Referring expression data
□ □ □ □ □

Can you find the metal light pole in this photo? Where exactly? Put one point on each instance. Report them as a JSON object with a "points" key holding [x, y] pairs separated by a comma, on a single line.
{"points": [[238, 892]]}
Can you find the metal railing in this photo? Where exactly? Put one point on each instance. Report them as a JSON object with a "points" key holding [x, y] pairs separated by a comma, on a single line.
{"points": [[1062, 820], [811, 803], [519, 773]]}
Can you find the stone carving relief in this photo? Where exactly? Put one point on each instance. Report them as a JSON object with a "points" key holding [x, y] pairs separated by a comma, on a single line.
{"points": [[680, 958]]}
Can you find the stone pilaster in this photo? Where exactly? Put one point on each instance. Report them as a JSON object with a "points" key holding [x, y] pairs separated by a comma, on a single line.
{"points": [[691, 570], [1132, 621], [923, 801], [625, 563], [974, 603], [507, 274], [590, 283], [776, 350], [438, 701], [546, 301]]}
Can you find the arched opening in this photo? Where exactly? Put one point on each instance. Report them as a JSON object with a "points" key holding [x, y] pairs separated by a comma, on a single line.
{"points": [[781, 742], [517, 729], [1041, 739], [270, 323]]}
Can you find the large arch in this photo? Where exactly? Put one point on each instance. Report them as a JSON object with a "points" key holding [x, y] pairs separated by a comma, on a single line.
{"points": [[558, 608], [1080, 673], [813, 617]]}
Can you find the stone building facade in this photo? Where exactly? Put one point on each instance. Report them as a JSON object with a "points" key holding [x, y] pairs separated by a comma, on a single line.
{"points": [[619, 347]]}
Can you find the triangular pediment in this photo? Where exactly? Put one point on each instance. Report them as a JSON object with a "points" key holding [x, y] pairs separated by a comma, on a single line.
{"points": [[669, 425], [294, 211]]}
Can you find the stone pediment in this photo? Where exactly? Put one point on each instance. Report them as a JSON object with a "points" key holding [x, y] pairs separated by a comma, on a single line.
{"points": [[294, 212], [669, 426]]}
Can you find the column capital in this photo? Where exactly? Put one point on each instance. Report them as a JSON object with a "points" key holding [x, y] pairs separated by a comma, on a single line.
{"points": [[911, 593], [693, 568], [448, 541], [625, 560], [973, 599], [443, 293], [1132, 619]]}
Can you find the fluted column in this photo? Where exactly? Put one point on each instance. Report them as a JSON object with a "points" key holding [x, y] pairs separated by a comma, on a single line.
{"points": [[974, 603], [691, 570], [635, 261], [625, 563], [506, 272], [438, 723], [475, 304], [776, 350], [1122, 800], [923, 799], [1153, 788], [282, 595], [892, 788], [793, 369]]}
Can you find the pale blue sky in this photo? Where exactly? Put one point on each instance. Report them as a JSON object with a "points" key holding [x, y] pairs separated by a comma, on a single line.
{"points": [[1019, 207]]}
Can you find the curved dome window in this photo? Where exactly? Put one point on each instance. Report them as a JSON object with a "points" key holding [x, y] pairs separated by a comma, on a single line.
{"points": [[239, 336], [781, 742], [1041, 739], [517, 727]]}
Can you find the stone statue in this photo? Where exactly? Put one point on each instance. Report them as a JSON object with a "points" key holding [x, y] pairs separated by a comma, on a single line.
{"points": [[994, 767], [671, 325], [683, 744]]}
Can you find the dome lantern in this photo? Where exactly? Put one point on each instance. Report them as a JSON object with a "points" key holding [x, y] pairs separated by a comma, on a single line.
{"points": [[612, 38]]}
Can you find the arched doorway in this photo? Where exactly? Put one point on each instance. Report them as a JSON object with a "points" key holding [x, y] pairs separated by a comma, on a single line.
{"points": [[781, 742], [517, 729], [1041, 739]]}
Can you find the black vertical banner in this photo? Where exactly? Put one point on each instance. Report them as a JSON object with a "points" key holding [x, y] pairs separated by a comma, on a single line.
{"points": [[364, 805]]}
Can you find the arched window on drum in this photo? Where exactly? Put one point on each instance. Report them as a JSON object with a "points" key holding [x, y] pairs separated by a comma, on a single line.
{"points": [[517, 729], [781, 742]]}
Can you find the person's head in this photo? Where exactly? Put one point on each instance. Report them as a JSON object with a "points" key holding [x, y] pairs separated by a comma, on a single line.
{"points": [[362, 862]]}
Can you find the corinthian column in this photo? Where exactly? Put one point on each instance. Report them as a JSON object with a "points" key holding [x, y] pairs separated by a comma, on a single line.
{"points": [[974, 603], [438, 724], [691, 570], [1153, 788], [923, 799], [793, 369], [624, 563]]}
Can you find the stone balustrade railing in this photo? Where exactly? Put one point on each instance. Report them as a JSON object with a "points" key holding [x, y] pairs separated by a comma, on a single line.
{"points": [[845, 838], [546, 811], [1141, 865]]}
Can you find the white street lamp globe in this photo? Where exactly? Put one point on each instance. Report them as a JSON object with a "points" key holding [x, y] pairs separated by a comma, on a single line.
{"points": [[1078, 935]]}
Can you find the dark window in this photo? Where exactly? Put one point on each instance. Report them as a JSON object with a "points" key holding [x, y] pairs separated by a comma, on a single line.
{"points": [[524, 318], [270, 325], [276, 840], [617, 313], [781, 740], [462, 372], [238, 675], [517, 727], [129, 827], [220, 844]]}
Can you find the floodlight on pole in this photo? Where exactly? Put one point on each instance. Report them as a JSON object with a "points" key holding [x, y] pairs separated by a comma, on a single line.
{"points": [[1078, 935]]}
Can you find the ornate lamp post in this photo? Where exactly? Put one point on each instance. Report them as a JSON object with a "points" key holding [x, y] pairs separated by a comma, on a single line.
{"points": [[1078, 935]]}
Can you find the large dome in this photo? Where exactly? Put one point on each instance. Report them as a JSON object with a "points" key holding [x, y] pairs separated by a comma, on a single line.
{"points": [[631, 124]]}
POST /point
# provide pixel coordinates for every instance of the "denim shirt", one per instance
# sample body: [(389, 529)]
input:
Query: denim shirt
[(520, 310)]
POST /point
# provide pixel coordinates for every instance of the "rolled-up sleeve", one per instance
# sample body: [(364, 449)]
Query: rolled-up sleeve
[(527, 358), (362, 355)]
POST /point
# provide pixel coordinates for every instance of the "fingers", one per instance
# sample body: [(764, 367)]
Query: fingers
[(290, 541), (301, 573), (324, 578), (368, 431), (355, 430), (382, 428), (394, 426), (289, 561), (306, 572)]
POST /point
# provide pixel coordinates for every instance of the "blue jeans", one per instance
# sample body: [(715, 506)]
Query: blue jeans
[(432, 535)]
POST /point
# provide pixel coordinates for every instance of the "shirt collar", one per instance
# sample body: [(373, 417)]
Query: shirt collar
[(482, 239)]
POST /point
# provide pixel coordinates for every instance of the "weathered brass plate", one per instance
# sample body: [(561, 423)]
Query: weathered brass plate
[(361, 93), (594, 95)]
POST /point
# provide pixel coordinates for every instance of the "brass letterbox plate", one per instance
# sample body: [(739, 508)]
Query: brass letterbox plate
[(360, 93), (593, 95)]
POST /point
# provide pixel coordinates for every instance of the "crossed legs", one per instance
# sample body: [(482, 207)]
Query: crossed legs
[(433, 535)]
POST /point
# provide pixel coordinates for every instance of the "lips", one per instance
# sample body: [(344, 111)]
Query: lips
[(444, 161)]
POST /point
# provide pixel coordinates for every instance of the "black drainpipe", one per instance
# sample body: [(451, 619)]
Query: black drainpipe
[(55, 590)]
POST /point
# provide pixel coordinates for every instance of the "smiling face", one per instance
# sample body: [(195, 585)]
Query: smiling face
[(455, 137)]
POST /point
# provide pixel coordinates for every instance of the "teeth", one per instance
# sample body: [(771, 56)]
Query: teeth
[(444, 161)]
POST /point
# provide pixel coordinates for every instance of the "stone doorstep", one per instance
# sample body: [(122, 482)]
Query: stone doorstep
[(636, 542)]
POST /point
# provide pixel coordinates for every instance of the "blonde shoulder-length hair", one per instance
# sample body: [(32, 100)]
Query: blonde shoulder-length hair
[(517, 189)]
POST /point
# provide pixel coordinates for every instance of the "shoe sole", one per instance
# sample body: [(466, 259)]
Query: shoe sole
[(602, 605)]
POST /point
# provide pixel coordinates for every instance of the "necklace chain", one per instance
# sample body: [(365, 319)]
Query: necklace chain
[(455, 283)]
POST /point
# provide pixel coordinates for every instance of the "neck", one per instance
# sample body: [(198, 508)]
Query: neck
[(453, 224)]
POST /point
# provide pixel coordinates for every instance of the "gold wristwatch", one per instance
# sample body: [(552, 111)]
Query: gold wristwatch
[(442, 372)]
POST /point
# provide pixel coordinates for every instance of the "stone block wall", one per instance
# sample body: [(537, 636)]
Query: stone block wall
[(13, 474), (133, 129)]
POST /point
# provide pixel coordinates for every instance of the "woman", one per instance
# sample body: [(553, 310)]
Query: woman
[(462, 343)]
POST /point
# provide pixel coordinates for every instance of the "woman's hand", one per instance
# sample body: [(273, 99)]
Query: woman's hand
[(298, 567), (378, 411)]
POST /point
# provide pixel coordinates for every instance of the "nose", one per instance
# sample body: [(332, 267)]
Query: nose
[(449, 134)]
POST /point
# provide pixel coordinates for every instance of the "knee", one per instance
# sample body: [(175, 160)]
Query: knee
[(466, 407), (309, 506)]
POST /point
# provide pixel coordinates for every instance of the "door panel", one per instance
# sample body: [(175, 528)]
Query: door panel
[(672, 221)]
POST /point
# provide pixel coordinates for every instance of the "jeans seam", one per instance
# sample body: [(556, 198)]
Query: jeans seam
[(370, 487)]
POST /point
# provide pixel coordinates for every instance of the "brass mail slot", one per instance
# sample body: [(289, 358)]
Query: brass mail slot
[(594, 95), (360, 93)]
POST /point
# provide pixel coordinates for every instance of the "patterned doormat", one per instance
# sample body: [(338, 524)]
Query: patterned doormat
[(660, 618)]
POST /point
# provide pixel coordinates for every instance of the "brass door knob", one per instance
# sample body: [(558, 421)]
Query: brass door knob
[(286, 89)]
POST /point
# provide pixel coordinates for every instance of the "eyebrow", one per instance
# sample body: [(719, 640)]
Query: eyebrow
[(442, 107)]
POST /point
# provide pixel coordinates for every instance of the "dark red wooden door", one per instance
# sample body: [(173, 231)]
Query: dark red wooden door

□ □ □ □ □

Give back the records above exactly, limited to the lines between the one holding "Can you find the floodlight" and the one holding "# sample body: [(364, 449)]", inclusive.

Can you find the floodlight on pole in this photo? Where exactly? Put one point on each instance. Report them as a JSON object with a "points" key holding [x, y] pairs separated by a comma, on a single line.
{"points": [[1078, 935]]}
Can you find the ornate lamp post in this photo? Where exactly? Put one point on each instance. Report them as a JSON object with a "points" key holding [x, y] pairs separated by a comma, on a single line.
{"points": [[1078, 935]]}
Can you find the large dome in this photo? Where exactly? Put one point on each instance. Report them as a JSON object with a "points" key holding [x, y] pairs separated by a comma, on a single line.
{"points": [[631, 124]]}
POST /point
# provide pixel coordinates for every instance of the "denim shirt", one per instance
# sample body: [(389, 529)]
input:
Query: denim shirt
[(520, 310)]
POST /point
# provide pixel coordinates for every instance of the "rolled-up sleeve", one per instance
# sample body: [(364, 449)]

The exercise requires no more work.